Exercise instructions: Please copy out the data from the line with "the small twig" to the line with "(1036, 548)", changing "wolf" to "coyote" and leaving everything else as it is.

Records to use:
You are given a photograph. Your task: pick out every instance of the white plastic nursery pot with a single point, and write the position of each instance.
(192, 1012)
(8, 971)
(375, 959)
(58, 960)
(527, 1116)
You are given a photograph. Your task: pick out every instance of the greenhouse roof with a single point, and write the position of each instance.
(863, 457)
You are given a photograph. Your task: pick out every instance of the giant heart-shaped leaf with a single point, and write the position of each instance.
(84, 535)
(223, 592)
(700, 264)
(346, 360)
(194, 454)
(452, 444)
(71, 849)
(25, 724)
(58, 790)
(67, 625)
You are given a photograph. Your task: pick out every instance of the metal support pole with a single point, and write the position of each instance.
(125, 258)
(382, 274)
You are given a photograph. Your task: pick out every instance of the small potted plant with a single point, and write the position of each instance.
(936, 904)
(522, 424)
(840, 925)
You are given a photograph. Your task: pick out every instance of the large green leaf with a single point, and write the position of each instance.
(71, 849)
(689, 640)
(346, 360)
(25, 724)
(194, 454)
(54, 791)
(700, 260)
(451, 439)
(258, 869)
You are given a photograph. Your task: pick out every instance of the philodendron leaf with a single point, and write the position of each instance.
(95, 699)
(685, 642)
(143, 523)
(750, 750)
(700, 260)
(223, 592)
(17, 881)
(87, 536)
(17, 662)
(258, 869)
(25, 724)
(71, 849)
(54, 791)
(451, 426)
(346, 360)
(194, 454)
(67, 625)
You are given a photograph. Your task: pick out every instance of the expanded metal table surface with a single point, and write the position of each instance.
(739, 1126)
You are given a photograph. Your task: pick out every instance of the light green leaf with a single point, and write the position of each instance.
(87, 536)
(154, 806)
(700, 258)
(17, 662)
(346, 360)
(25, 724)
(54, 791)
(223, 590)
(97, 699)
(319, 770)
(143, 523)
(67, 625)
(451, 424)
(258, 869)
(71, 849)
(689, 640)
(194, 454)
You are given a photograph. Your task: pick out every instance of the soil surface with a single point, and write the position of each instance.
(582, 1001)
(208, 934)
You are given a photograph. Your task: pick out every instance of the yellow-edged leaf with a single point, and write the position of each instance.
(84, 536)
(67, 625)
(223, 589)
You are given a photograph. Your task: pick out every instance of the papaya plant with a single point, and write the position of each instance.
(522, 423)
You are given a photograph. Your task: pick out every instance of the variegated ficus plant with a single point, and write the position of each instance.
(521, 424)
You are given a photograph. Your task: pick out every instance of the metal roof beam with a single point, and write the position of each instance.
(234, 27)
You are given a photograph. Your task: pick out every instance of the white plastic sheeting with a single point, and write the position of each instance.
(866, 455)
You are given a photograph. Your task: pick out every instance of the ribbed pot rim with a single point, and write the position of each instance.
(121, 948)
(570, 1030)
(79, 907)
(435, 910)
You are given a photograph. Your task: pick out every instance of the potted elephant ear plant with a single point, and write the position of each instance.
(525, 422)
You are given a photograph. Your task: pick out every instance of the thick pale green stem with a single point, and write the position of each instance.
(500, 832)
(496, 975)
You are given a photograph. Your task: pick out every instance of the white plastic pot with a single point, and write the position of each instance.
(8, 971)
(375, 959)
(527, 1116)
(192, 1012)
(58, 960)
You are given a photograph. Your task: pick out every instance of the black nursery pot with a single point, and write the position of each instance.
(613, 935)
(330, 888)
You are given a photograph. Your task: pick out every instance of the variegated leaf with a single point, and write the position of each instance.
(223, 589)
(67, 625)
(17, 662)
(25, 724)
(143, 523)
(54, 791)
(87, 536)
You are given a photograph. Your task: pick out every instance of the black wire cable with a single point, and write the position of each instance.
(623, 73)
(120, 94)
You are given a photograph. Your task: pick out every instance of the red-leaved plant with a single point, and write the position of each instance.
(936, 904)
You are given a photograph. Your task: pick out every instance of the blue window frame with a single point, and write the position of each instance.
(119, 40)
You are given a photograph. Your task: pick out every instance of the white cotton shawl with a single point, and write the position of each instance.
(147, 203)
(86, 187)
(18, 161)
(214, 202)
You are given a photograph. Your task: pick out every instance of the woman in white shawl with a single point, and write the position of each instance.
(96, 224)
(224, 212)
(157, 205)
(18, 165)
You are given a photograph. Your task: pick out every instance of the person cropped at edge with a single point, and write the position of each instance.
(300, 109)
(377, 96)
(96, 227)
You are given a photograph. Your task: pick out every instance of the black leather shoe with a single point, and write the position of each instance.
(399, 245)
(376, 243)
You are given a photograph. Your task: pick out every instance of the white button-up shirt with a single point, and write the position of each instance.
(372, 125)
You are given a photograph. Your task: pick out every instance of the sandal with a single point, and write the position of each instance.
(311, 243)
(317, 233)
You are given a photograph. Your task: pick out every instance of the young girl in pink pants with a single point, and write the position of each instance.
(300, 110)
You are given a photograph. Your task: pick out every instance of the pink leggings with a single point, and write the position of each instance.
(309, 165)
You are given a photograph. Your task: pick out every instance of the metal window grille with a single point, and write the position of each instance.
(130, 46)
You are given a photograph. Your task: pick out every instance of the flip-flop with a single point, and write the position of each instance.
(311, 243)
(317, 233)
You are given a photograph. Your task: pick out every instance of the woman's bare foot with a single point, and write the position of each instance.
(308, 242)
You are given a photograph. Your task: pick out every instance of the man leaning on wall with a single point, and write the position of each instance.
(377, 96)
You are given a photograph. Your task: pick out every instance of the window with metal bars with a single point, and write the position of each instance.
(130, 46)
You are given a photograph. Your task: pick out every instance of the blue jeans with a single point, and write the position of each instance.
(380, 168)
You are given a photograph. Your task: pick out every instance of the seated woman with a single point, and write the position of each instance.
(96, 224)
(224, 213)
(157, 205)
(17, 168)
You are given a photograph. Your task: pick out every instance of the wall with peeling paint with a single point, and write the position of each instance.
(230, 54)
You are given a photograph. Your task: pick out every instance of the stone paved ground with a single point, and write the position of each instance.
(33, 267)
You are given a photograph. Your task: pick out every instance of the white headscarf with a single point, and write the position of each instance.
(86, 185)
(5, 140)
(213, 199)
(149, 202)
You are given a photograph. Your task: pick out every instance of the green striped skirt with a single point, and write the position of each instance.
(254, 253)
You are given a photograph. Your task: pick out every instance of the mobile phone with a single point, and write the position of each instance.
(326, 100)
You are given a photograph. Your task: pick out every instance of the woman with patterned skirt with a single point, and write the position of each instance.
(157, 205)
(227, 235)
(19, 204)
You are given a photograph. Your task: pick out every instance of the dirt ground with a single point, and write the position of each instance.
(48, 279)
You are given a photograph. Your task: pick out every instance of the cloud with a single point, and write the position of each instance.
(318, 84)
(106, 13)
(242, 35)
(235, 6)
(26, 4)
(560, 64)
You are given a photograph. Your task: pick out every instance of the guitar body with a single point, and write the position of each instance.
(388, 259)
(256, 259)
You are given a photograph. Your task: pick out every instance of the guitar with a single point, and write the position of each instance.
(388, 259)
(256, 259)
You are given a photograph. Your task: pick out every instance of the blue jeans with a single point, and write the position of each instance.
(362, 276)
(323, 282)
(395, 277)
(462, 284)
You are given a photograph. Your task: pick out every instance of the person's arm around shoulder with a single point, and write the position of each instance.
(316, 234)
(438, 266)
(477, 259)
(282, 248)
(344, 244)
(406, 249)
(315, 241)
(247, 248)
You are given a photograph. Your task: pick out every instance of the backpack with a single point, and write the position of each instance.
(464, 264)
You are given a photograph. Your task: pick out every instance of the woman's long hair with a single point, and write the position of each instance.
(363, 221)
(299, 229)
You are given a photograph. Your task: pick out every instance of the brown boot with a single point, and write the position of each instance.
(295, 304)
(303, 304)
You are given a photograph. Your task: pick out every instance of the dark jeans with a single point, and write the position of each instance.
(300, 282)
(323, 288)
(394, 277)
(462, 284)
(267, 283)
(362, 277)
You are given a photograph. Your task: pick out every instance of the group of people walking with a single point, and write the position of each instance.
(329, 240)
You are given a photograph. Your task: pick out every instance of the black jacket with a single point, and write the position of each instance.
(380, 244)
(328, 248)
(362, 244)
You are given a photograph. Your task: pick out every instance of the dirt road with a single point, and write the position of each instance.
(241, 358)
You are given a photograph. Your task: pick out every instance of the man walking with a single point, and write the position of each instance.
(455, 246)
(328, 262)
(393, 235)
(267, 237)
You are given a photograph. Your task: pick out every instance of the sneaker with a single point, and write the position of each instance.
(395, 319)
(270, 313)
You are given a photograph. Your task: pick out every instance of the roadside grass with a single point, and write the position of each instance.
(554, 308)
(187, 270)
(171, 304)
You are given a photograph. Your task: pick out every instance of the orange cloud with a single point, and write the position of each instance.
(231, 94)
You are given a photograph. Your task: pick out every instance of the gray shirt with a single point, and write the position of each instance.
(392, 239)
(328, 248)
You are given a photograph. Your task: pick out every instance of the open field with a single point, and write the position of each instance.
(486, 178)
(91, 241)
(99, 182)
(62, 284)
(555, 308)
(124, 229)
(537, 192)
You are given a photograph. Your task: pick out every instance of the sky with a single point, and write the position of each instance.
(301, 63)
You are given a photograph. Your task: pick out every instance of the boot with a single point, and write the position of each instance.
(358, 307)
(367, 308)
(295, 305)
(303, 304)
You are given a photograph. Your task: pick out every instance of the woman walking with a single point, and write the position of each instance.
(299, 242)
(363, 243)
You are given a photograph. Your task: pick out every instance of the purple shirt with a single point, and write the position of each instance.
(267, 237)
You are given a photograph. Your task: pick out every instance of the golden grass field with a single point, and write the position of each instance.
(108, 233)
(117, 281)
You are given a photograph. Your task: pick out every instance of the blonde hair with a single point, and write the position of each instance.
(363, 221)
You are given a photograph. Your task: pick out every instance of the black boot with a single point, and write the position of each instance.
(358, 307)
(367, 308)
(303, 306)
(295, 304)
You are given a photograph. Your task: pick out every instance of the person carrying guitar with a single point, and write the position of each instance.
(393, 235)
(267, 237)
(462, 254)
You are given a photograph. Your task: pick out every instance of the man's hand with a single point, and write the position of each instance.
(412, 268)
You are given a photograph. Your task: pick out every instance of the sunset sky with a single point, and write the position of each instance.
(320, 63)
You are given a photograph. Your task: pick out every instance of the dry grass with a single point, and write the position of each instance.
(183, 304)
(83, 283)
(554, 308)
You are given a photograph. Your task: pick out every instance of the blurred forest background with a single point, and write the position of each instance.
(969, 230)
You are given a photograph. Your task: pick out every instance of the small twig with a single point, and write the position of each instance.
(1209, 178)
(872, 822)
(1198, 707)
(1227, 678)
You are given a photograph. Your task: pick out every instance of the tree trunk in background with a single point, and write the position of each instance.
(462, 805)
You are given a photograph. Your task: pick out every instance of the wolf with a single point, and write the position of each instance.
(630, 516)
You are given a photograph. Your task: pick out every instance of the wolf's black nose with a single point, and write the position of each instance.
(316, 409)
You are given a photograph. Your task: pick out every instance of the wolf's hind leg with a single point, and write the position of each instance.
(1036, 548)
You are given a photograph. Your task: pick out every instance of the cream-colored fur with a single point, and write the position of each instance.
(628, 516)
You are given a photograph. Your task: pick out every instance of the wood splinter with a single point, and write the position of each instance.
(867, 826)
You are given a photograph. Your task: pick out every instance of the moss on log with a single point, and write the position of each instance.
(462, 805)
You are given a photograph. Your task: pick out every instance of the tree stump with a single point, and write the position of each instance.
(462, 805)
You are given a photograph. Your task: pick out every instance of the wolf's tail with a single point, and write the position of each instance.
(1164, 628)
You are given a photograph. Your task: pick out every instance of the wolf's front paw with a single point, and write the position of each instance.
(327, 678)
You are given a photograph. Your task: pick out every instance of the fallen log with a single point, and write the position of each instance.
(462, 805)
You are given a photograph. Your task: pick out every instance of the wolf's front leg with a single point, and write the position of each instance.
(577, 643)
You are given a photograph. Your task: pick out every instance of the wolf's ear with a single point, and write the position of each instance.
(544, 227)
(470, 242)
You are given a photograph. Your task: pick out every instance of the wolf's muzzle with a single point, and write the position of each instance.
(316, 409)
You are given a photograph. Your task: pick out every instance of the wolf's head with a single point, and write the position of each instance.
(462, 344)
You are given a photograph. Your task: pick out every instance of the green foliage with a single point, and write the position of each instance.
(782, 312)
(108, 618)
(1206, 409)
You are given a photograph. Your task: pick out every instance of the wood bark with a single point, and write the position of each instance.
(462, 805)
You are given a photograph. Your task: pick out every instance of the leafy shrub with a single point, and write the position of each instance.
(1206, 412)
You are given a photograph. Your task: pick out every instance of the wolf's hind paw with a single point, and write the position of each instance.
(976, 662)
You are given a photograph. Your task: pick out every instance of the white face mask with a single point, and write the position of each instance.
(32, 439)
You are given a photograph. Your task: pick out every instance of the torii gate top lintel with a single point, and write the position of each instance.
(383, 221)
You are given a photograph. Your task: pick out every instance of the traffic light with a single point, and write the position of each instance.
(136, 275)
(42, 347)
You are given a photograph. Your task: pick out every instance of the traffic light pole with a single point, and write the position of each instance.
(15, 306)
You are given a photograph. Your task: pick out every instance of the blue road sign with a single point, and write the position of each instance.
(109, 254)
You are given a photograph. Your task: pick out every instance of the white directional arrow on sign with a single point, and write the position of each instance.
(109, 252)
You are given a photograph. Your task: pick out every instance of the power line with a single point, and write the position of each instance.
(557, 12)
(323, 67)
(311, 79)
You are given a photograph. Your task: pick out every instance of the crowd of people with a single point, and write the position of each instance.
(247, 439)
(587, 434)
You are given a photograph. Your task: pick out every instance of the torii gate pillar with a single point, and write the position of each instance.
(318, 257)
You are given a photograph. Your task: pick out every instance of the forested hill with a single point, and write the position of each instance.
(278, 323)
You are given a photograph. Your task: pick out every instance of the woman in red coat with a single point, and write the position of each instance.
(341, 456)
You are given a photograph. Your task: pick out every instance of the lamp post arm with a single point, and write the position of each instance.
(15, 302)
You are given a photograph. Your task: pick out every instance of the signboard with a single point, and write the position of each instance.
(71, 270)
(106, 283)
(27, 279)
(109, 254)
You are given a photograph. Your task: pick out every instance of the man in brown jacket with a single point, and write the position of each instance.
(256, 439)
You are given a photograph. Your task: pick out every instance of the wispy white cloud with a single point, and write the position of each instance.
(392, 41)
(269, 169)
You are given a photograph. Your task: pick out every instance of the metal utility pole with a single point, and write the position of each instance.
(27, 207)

Exercise response:
You are given a photograph. Your task: pick out every instance of the small twig with a single point, and write the position of each instance.
(1209, 178)
(872, 822)
(1198, 707)
(1227, 678)
You are given a photograph. Your task: pick out every instance of the tree trunk in background with a single point, and write the position of each instance.
(462, 805)
You are given a photograph. Your task: pick out every instance of the coyote with a single point, and write the position of each instance.
(630, 516)
You are given a photograph. Your task: pick out every instance of the coyote's black nose with a single point, and write the position of each instance.
(316, 409)
You are given a photograph. Your task: pick out every instance of the coyote's hind leg with a single point, and write the position of each instance.
(1036, 548)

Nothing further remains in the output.